(Assignment): Please go through the records below and return every line holding the word "target".

(Extracted data entries):
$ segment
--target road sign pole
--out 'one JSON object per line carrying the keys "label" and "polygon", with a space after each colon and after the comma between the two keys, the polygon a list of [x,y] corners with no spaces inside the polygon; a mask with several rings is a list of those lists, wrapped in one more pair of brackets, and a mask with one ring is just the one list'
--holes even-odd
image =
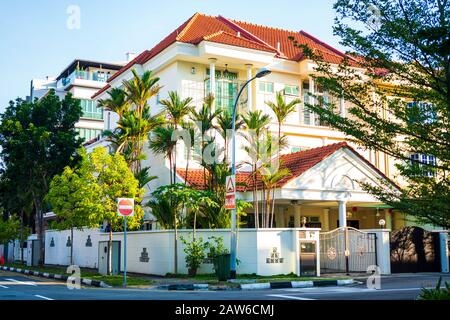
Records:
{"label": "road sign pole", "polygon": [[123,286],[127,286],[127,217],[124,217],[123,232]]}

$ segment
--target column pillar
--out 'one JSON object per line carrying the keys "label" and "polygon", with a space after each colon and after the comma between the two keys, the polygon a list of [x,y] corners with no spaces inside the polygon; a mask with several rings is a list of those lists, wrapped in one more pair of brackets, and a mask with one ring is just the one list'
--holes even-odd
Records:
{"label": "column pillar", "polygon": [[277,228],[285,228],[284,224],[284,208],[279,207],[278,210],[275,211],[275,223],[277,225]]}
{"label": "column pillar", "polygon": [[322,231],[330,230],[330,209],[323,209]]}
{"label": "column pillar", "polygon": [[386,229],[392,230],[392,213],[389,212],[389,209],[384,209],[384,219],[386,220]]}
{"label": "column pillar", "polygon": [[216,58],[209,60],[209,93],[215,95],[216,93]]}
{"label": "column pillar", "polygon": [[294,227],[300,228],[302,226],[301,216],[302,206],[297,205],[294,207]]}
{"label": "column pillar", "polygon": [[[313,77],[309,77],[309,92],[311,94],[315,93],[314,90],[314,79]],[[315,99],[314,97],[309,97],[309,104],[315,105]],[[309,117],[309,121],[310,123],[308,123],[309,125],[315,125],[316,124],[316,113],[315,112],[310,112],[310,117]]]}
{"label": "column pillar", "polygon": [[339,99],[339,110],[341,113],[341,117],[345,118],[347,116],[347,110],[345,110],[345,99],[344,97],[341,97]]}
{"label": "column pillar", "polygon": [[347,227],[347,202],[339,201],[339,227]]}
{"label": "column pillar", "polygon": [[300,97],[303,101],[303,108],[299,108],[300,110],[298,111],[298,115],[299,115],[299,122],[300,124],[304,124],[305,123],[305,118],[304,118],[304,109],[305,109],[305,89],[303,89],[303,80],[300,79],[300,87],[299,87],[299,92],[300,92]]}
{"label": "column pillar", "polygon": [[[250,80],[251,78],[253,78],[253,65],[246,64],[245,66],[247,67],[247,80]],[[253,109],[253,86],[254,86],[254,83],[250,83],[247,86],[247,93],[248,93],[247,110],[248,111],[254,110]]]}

---

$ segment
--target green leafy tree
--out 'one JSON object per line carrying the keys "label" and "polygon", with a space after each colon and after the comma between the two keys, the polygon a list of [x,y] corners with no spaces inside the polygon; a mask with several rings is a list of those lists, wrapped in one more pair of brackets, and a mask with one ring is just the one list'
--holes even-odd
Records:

(Output for this exercise):
--target road sign pole
--target column pillar
--target green leafy tree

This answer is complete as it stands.